■ Your instructions ■
Locate the line that contains "Task: indicate the green" in the entries below, then repeat it and every following line through the line that contains "Task: indicate the dried", exactly, and no others.

(Saved entries)
_ _ _ _ _ _ _
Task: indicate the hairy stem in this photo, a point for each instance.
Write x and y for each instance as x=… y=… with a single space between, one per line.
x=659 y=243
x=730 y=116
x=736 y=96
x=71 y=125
_ _ _ _ _ _ _
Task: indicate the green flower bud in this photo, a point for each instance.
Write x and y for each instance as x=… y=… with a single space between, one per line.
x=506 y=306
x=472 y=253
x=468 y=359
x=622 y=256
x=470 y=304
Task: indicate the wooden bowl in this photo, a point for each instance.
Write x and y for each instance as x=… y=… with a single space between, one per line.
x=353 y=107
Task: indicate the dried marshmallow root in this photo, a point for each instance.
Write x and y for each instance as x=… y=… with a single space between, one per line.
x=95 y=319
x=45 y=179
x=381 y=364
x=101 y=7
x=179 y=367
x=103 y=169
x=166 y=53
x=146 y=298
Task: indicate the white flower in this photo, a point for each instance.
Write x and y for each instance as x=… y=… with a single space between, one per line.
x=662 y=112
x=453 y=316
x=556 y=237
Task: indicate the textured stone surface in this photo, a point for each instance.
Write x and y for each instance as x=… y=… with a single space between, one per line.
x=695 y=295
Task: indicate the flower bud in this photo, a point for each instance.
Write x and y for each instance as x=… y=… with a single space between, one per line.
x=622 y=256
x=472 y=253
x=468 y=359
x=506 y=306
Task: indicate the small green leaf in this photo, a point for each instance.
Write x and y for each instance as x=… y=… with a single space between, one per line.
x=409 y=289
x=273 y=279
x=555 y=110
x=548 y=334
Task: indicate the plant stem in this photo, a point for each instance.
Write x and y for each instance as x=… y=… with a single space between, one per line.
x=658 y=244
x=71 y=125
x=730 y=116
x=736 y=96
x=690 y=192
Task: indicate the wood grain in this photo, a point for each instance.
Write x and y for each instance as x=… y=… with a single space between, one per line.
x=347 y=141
_ _ _ _ _ _ _
■ Solution for this exercise ■
Task: indicate the green flower bud in this photo, a point for each instance.
Write x and y for each instance as x=… y=… with a single space between, one per line.
x=506 y=306
x=472 y=253
x=468 y=359
x=622 y=256
x=470 y=304
Task: indicate the wooden bowl in this photo, a point for each instance.
Write x and y for each instance as x=… y=… with a single space between, one per line.
x=353 y=107
Task: indicate the dried marshmallow root in this photo, a point for each instance.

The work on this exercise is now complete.